## [Problem statement]
Here are records with pictures in them. Copy all of them exactly and leave the pictures out.

## [Data rows]
****

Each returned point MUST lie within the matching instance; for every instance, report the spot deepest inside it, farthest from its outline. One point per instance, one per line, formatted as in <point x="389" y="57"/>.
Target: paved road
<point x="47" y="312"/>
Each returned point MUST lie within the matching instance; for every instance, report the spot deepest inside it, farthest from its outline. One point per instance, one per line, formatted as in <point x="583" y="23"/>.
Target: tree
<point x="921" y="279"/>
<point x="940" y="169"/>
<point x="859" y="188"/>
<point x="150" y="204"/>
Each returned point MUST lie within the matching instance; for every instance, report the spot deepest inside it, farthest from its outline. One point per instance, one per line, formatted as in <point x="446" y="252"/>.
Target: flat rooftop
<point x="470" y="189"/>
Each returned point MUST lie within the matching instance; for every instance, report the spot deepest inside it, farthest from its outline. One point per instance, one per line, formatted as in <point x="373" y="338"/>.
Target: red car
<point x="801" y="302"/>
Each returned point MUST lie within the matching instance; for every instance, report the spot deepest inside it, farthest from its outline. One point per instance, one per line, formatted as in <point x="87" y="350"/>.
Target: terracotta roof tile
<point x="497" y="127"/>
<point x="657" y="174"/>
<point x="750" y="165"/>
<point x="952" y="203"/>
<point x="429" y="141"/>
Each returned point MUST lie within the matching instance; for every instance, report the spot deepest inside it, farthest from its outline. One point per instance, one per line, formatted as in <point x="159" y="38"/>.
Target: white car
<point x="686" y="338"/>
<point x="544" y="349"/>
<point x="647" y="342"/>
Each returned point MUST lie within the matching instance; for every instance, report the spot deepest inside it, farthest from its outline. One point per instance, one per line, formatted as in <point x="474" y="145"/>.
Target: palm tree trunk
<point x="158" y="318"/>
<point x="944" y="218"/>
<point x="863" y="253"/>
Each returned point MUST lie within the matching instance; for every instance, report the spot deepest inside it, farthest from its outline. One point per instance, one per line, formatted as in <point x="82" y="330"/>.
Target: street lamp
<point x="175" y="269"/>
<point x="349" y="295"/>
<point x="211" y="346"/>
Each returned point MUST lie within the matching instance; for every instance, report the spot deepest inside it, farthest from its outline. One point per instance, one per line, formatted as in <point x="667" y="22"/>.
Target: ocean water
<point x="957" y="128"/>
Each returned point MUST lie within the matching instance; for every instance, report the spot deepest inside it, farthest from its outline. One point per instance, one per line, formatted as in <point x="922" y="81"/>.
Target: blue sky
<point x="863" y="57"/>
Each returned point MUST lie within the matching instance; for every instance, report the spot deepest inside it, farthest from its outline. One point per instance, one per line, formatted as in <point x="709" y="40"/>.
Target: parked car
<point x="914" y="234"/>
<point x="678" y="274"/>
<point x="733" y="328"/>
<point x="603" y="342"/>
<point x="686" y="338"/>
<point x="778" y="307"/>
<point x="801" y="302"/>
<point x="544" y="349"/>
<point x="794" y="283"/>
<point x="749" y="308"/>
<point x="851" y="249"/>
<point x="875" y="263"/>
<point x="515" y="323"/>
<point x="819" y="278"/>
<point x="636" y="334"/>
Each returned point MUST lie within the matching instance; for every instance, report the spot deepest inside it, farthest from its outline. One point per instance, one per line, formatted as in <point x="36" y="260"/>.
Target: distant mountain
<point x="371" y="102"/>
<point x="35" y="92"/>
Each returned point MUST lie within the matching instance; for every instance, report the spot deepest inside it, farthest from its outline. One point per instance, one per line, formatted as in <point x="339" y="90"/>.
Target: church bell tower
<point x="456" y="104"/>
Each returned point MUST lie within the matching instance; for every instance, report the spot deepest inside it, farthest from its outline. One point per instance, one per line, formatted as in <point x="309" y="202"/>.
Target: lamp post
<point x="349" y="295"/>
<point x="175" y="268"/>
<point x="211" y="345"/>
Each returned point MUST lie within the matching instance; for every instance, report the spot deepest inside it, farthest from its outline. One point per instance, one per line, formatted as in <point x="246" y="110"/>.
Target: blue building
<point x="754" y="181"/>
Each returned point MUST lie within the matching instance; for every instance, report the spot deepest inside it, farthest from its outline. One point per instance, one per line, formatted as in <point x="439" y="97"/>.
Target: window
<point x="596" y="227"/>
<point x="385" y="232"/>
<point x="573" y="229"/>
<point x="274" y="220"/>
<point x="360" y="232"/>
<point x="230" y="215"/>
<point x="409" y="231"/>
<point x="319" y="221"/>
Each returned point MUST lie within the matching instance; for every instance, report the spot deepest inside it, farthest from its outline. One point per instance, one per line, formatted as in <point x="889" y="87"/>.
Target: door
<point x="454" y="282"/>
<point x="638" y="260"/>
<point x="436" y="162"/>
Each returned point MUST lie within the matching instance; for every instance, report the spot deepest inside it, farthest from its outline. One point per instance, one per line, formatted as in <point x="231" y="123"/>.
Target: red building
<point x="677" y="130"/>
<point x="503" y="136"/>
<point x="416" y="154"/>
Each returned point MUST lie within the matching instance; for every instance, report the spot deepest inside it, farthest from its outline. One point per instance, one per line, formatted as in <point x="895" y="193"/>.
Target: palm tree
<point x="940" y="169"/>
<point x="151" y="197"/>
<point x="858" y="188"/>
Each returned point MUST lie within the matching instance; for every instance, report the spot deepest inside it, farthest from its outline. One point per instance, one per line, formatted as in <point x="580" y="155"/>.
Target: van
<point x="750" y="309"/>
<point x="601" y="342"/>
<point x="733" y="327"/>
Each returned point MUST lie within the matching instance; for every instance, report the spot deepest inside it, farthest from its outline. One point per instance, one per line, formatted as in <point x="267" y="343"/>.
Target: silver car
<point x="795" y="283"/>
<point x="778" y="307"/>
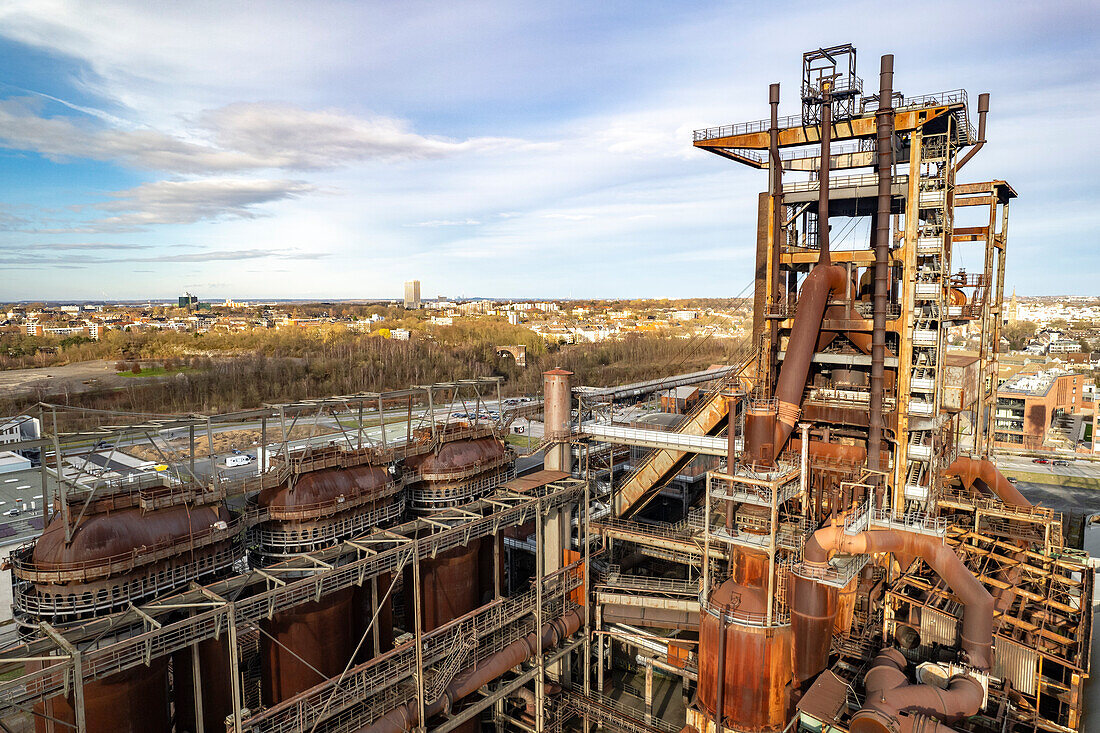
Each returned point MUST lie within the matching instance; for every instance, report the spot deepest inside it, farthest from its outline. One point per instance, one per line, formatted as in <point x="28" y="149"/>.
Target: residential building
<point x="413" y="294"/>
<point x="1027" y="405"/>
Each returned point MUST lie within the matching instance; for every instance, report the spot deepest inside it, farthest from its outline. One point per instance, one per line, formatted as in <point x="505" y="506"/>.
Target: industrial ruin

****

## [Correct answer]
Each returned point MUST lie within the matching instance; for every instance, report the spot deepest inside it, farthest from its outline. One point per instance, one per line, formatted as in <point x="389" y="57"/>.
Target: paved road
<point x="47" y="312"/>
Each returned point MUST lie within the matching instance; for every instance, report the spot deepest inside it, farthest from its outline. One point per instance, one per line, formatted as in <point x="583" y="23"/>.
Target: tree
<point x="921" y="279"/>
<point x="940" y="169"/>
<point x="859" y="188"/>
<point x="150" y="204"/>
Each returned point MUST lie within the matching instance; for every instance, report the spot deepest inside it, farthest from its outline. One point per instance, one per line, formatted as in <point x="446" y="252"/>.
Target: flat rooftop
<point x="470" y="189"/>
Each returned point MUST lie within the matching instance; for every instance, report the spot deepest inside it, farthest from its outline. One point per instance, one per line, formatted as in <point x="373" y="338"/>.
Target: red car
<point x="801" y="302"/>
Each returned point MUST lie within the matching instance; for every instance, report the spot deepest inside it, farthest from its outline. One point per instance, one per line, formatted as in <point x="87" y="350"/>.
Target: terracotta roof tile
<point x="497" y="127"/>
<point x="657" y="174"/>
<point x="750" y="165"/>
<point x="952" y="203"/>
<point x="429" y="141"/>
Each returned point MUST lie within the matching instance; for every instance, report the spot deepest inside it, farthest from its outline. One point per instance, one per line, formatted as in <point x="159" y="38"/>.
Target: white car
<point x="686" y="338"/>
<point x="544" y="349"/>
<point x="647" y="342"/>
Each returned point MUST lie within the matching instance; for every instance, report the spot deepest inside it, farthest from its outline. One point per instance, one per line, formatted as in <point x="474" y="145"/>.
Target: palm tree trunk
<point x="158" y="318"/>
<point x="944" y="218"/>
<point x="863" y="253"/>
Each returned point MUST lie within the matching instance; for every instance, report the spot deepest inside it, farthest from its outline. One point per instance, one per line, formatted as in <point x="82" y="330"/>.
Target: street lamp
<point x="175" y="269"/>
<point x="349" y="295"/>
<point x="211" y="346"/>
Each returned point MUST lie within the matching instance; for every instance, report the spot deepest inside it, farthest from its outline. One point per instance, one per line, formatted as in <point x="667" y="22"/>.
Target: ocean water
<point x="957" y="128"/>
Each returned point MUST lie within the matching instance; for every instance, report the spot deepest inside it, farthest from its outline. One point per instance, one per line, formatted as in <point x="922" y="81"/>.
Target: blue sky
<point x="863" y="57"/>
Each returned point MUST lie within the matching instance; for every instance, report the spot deepest inside it, farthest from its outline. One point per instance, one per line, formatted as in <point x="709" y="40"/>.
Target: parked car
<point x="914" y="234"/>
<point x="678" y="274"/>
<point x="733" y="328"/>
<point x="603" y="342"/>
<point x="686" y="338"/>
<point x="778" y="307"/>
<point x="801" y="302"/>
<point x="544" y="349"/>
<point x="794" y="283"/>
<point x="749" y="308"/>
<point x="851" y="249"/>
<point x="875" y="263"/>
<point x="515" y="323"/>
<point x="819" y="278"/>
<point x="636" y="334"/>
Each returned point MUST lie within the matching instance; for every instance, report the spot deepest inside it, farthest from its outline. One point per instance, one per line, formatted as in <point x="36" y="260"/>.
Target: distant mountain
<point x="371" y="102"/>
<point x="35" y="92"/>
Each returned point MUST lie within the matching instance; for every instance, report the spot deepest inside it, farthest from its outline. One point per instance, one per line, formatted as in <point x="339" y="90"/>.
Target: church bell tower
<point x="456" y="104"/>
Each returned point MUST lie within the matching instance; for every instance, report the spot deepest inside it, farthest from its outline. One point per instance, one per line, formatted as in <point x="309" y="202"/>.
Target: lamp post
<point x="349" y="295"/>
<point x="175" y="268"/>
<point x="211" y="345"/>
Each returned point MUST lie within the matching instance; for every instance, report the spot deepest inside it, farthest from its outline. One point per instance, one per line, formatted as in <point x="246" y="110"/>.
Target: blue building
<point x="754" y="181"/>
Each returned point MUST lie within the matching instance; for every instance, report the spot deepest inside it, farthest from its outline. One point per instance, one per line, formatted as in <point x="439" y="97"/>.
Target: window
<point x="596" y="227"/>
<point x="385" y="232"/>
<point x="573" y="229"/>
<point x="274" y="220"/>
<point x="360" y="232"/>
<point x="230" y="215"/>
<point x="409" y="231"/>
<point x="319" y="221"/>
Each returned point MUST lie within the matching instance; for every instance, report the spot deepest inside it, farthest from its outline. One point per instance, one per line, formatted as in <point x="889" y="87"/>.
Target: door
<point x="454" y="282"/>
<point x="638" y="260"/>
<point x="436" y="162"/>
Each returned point MUST lie within the matching instance; for every instance, report the spot deepest inside it, farthest from its outline. One point per instance, one per line, formatted as in <point x="231" y="123"/>.
Target: red building
<point x="677" y="130"/>
<point x="503" y="136"/>
<point x="416" y="154"/>
Each returned point MUST lie within the matching instance; for every instance, report the spot deepest inside it, farthest from its outline. One point per instance, one per line, formatted as in <point x="895" y="193"/>.
Target: palm tree
<point x="940" y="169"/>
<point x="151" y="197"/>
<point x="858" y="188"/>
Each returned point MUST lie within the matching instance; for every instance, report the spot deepest inside it, farthest from its outline. One point per instance, one per line, formatted as in <point x="580" y="155"/>.
Target: van
<point x="750" y="309"/>
<point x="601" y="342"/>
<point x="733" y="327"/>
Each returned point MUST lie within the matching instance; for every instance, report the spot deepest inside it, farthest from its outline. One point per instance, one per line, formatted as in <point x="267" y="343"/>.
Target: silver car
<point x="795" y="283"/>
<point x="778" y="307"/>
Each returned point MUST lie within the matching instance; for every instance, report the spot deepest inside it, farthest from its outline. One point per instance, one per line, formatted as in <point x="28" y="149"/>.
Target: residential building
<point x="413" y="294"/>
<point x="1027" y="405"/>
Each returned point MUST lie within the matching instance; for every instance, report the spot deepest inside it, farthest from its outline. One point per instance, one per line, formatted as in <point x="505" y="506"/>.
Target: industrial ruin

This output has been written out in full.